-- Begin --

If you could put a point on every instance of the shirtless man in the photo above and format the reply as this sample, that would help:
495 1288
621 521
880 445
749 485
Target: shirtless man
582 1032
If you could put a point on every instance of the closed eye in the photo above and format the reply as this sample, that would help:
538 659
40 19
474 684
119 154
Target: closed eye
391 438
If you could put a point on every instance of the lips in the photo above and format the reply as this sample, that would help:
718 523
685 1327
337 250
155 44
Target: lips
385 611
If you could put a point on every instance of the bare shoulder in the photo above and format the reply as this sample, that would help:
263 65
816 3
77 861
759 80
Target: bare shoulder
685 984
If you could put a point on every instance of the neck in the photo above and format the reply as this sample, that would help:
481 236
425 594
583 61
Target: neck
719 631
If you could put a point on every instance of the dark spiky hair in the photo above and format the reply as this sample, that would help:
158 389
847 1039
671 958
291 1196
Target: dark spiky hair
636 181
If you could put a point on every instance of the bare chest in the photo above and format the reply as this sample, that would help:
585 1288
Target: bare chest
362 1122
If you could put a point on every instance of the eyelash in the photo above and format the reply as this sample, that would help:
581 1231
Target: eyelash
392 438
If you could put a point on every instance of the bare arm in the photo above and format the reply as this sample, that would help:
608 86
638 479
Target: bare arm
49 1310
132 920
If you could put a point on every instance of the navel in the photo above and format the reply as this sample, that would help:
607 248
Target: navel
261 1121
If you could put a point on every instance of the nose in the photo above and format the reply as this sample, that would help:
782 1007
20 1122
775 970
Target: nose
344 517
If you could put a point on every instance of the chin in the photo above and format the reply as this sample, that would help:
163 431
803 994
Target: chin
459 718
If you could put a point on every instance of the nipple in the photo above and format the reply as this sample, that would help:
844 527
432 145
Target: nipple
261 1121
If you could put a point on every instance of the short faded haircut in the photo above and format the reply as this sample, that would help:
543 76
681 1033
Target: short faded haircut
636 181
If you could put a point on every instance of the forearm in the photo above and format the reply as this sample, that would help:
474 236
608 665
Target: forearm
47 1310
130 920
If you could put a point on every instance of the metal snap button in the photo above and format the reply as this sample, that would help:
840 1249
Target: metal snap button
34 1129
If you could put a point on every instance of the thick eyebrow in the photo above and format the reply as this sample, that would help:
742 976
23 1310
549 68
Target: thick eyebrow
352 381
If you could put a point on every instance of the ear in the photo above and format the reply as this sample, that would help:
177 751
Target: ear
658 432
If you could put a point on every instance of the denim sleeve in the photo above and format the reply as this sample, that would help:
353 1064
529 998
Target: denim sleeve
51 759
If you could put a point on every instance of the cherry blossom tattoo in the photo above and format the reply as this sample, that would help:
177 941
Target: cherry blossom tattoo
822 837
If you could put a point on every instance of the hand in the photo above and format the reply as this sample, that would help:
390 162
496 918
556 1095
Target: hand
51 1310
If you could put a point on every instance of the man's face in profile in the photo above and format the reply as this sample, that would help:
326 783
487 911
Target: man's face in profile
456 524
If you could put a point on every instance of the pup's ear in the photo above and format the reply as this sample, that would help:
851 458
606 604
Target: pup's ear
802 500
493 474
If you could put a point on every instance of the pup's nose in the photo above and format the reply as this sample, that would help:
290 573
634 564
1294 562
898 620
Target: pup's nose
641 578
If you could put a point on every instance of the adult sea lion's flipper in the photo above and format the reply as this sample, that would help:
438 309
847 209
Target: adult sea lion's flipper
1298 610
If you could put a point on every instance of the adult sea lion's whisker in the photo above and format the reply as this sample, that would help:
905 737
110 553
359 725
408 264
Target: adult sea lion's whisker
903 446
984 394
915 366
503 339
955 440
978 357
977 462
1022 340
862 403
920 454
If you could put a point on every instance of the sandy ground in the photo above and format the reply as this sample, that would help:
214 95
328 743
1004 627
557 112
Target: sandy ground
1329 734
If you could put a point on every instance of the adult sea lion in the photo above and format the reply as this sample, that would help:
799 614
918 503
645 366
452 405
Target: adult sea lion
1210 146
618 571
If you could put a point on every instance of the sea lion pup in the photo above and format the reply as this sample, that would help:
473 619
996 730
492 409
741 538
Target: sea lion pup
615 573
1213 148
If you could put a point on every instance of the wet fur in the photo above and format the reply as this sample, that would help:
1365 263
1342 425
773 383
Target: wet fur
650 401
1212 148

-- End --

* _Instruction_:
Copy out, unchanged, the part of the listing that opens with the line containing "the wet fur" and closes with the final line of the listing, including both of those lines.

* _Solution to the problem_:
If you could put a point on every instance of the wet fur in the photo above and format the reply as this sample, that would help:
1365 263
1342 425
773 383
Target: wet fur
650 401
1212 148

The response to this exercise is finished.